◆ **Pointing entries for named objects**
>>>>

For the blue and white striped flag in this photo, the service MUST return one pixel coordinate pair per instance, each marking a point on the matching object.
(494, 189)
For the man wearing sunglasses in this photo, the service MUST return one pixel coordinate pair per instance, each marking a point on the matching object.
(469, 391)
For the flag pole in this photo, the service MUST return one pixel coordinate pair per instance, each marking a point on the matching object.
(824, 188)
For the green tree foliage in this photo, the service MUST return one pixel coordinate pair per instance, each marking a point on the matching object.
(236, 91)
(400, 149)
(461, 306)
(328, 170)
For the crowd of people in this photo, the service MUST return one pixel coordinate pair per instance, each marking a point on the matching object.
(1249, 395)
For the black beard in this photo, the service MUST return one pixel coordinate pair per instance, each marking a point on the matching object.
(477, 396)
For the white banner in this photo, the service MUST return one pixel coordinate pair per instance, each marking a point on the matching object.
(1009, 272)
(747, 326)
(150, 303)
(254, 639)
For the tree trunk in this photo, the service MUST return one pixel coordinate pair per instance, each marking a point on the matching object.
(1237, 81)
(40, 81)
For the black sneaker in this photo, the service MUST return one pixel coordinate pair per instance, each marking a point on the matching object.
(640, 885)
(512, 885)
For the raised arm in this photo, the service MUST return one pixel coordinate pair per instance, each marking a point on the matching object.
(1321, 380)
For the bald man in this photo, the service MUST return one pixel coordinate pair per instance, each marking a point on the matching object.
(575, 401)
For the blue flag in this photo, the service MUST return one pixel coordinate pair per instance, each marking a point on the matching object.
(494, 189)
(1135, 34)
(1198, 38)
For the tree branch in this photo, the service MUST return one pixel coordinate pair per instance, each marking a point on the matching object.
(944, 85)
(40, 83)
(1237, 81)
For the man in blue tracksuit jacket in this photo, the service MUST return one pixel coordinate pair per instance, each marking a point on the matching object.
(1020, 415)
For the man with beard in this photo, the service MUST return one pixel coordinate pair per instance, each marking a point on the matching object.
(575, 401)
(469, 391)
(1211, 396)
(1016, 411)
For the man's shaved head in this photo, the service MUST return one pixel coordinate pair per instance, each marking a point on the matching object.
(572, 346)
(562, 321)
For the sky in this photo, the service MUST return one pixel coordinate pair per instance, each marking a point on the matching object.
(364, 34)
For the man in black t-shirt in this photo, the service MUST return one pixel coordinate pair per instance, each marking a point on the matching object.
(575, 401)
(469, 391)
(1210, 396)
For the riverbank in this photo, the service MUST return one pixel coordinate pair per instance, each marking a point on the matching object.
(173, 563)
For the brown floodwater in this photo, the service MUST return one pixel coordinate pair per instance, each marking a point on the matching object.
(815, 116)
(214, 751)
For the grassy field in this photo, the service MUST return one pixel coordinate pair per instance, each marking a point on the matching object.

<<<<

◆ **Problem to work on**
Express the data from the line containing "For the brown" through the last line of the data as a JSON list of strings, one string per line, with blank lines omitted.

◆ **Solution below**
[
  "For the brown floodwater in this photo, the service MUST return one pixel coordinate pair per instance, each marking a point on the matching object.",
  "(815, 116)",
  "(214, 751)",
  "For the grassy field in this photo, the service MUST return one pixel coordinate pair per instance, each marking a point on the matching object."
]